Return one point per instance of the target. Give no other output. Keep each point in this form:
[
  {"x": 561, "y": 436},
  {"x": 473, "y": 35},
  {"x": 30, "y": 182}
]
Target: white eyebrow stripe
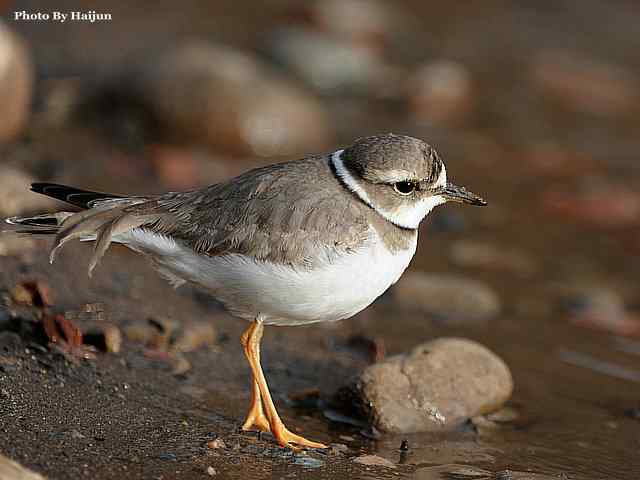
[
  {"x": 409, "y": 217},
  {"x": 344, "y": 174},
  {"x": 393, "y": 176}
]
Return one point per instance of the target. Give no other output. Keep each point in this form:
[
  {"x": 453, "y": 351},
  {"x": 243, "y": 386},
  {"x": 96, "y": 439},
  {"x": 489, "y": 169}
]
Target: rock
[
  {"x": 600, "y": 308},
  {"x": 16, "y": 84},
  {"x": 325, "y": 63},
  {"x": 230, "y": 101},
  {"x": 10, "y": 470},
  {"x": 374, "y": 460},
  {"x": 450, "y": 298},
  {"x": 437, "y": 386},
  {"x": 216, "y": 444},
  {"x": 470, "y": 253},
  {"x": 364, "y": 22},
  {"x": 449, "y": 471},
  {"x": 442, "y": 472},
  {"x": 15, "y": 197},
  {"x": 104, "y": 336},
  {"x": 556, "y": 161},
  {"x": 585, "y": 84},
  {"x": 441, "y": 92},
  {"x": 607, "y": 206}
]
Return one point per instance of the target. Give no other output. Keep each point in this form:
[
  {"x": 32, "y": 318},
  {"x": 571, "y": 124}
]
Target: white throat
[{"x": 406, "y": 216}]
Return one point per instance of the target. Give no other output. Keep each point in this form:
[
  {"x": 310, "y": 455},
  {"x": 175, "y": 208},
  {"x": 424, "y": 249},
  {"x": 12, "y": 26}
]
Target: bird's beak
[{"x": 458, "y": 194}]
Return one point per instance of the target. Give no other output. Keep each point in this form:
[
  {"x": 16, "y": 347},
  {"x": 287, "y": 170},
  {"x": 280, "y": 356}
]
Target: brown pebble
[
  {"x": 218, "y": 443},
  {"x": 374, "y": 460},
  {"x": 435, "y": 387},
  {"x": 16, "y": 84}
]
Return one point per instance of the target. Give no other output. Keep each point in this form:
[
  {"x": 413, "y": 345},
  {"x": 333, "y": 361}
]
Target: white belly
[{"x": 280, "y": 294}]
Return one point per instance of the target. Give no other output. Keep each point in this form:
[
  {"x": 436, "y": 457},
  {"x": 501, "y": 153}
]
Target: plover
[{"x": 311, "y": 240}]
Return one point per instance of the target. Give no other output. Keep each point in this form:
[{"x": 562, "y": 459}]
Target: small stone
[
  {"x": 600, "y": 308},
  {"x": 470, "y": 253},
  {"x": 16, "y": 84},
  {"x": 364, "y": 22},
  {"x": 441, "y": 92},
  {"x": 216, "y": 444},
  {"x": 449, "y": 298},
  {"x": 633, "y": 413},
  {"x": 437, "y": 386},
  {"x": 194, "y": 335},
  {"x": 374, "y": 460},
  {"x": 104, "y": 336},
  {"x": 339, "y": 448},
  {"x": 325, "y": 63},
  {"x": 76, "y": 435},
  {"x": 231, "y": 102},
  {"x": 608, "y": 206},
  {"x": 440, "y": 472}
]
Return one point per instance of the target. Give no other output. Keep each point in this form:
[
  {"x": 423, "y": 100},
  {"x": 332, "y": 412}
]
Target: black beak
[{"x": 454, "y": 193}]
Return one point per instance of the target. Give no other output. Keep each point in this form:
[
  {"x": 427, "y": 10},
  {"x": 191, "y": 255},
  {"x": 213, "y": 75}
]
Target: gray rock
[
  {"x": 441, "y": 92},
  {"x": 15, "y": 197},
  {"x": 223, "y": 99},
  {"x": 10, "y": 470},
  {"x": 451, "y": 298},
  {"x": 374, "y": 460},
  {"x": 16, "y": 84},
  {"x": 486, "y": 256},
  {"x": 437, "y": 386},
  {"x": 326, "y": 63}
]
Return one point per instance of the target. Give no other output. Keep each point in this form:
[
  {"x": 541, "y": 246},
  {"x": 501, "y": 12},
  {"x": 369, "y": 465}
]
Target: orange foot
[{"x": 285, "y": 438}]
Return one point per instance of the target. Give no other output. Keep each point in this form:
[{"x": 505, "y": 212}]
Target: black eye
[{"x": 405, "y": 188}]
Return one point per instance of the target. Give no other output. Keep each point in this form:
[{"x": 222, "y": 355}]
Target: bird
[{"x": 294, "y": 243}]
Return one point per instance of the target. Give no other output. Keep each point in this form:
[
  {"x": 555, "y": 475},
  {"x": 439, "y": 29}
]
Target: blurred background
[{"x": 533, "y": 105}]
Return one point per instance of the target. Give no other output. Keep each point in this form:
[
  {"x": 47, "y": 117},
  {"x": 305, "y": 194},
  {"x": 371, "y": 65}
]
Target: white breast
[{"x": 281, "y": 294}]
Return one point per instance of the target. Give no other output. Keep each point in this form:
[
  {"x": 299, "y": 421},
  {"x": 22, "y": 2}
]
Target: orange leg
[
  {"x": 251, "y": 342},
  {"x": 256, "y": 417}
]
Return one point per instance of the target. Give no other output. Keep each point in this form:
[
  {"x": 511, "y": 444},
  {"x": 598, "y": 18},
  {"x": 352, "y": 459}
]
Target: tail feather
[
  {"x": 105, "y": 217},
  {"x": 45, "y": 224},
  {"x": 74, "y": 196}
]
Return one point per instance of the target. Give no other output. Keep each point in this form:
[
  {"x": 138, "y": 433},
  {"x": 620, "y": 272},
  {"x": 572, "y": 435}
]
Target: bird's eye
[{"x": 405, "y": 188}]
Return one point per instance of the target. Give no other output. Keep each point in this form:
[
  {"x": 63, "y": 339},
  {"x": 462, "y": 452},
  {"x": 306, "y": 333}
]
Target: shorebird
[{"x": 311, "y": 240}]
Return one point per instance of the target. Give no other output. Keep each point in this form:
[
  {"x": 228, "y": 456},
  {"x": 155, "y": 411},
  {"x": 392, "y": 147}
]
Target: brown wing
[{"x": 285, "y": 213}]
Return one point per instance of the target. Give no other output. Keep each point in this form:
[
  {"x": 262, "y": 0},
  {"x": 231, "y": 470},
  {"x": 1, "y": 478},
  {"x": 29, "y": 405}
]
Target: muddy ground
[{"x": 548, "y": 163}]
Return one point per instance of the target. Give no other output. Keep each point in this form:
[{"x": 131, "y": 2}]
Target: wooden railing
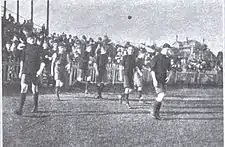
[{"x": 10, "y": 72}]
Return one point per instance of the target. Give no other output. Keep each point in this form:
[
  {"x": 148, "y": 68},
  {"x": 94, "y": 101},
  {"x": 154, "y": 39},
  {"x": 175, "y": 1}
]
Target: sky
[{"x": 152, "y": 21}]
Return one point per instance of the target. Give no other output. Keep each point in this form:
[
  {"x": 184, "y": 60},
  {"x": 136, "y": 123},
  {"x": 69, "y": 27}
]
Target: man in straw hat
[{"x": 31, "y": 67}]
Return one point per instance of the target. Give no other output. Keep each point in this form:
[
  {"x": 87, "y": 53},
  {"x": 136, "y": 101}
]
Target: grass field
[{"x": 191, "y": 117}]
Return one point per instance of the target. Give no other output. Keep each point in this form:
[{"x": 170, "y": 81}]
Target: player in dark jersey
[
  {"x": 138, "y": 75},
  {"x": 31, "y": 66},
  {"x": 100, "y": 68},
  {"x": 160, "y": 64},
  {"x": 129, "y": 69},
  {"x": 62, "y": 64},
  {"x": 84, "y": 66}
]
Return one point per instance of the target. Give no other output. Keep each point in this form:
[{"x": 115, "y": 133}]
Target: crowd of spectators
[{"x": 14, "y": 38}]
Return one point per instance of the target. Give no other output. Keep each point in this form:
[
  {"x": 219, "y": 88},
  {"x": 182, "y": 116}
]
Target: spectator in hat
[{"x": 62, "y": 64}]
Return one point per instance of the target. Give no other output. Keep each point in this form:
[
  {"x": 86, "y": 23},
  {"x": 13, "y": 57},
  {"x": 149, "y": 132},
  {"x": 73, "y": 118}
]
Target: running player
[
  {"x": 100, "y": 68},
  {"x": 31, "y": 66},
  {"x": 62, "y": 64},
  {"x": 138, "y": 75},
  {"x": 129, "y": 68},
  {"x": 160, "y": 64}
]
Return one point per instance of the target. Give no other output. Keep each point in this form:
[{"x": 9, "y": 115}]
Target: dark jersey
[
  {"x": 129, "y": 64},
  {"x": 140, "y": 63},
  {"x": 62, "y": 59},
  {"x": 102, "y": 60},
  {"x": 160, "y": 64},
  {"x": 84, "y": 60},
  {"x": 32, "y": 57}
]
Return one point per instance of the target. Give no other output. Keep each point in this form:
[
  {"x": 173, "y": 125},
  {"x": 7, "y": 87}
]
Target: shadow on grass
[
  {"x": 194, "y": 96},
  {"x": 192, "y": 118}
]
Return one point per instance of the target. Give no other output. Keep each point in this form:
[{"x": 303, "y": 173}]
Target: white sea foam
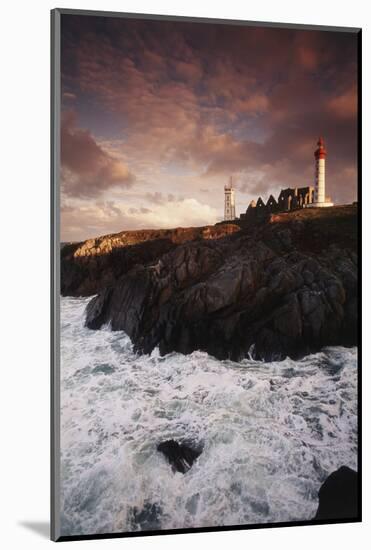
[{"x": 271, "y": 433}]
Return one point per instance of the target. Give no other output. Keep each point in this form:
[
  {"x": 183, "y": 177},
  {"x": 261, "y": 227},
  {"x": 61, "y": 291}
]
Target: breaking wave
[{"x": 271, "y": 433}]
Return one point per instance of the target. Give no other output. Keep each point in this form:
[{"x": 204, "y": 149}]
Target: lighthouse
[
  {"x": 320, "y": 199},
  {"x": 229, "y": 202}
]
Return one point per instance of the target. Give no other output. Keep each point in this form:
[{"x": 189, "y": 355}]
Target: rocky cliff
[
  {"x": 287, "y": 286},
  {"x": 90, "y": 266}
]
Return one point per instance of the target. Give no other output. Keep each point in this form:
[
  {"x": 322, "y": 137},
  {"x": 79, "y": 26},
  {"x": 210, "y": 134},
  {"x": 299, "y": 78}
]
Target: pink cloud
[{"x": 87, "y": 169}]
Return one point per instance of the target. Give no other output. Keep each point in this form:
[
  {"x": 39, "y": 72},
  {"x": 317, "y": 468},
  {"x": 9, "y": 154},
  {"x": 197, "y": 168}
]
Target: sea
[{"x": 270, "y": 432}]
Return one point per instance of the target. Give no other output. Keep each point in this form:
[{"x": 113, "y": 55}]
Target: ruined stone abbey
[{"x": 288, "y": 199}]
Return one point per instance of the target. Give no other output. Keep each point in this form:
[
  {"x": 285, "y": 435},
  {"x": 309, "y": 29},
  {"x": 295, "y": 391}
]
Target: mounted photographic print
[{"x": 205, "y": 319}]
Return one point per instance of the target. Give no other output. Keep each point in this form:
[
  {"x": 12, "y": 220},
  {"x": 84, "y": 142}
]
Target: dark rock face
[
  {"x": 90, "y": 266},
  {"x": 338, "y": 495},
  {"x": 285, "y": 287},
  {"x": 181, "y": 457}
]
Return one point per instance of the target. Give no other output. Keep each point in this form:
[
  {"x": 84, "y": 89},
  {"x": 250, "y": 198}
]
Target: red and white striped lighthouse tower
[{"x": 320, "y": 154}]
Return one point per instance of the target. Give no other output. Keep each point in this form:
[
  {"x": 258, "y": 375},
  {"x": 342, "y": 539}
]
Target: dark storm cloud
[
  {"x": 87, "y": 169},
  {"x": 214, "y": 100}
]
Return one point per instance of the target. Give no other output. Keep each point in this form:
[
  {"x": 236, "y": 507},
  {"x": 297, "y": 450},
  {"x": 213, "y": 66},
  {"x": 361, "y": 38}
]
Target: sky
[{"x": 157, "y": 115}]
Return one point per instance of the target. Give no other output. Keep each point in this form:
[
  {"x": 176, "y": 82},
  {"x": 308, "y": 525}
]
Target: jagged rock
[
  {"x": 180, "y": 456},
  {"x": 90, "y": 266},
  {"x": 338, "y": 495},
  {"x": 148, "y": 518},
  {"x": 248, "y": 289}
]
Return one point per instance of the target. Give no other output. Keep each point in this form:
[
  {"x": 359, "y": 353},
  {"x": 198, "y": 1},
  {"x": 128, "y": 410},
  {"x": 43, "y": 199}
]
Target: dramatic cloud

### PROBLEM REQUIREMENTS
Gather every line from the records above that contains the string "beak", copying each such line in full and in its original order.

### SOLUTION TO THIS EXERCISE
Target: bird's beak
Target: black beak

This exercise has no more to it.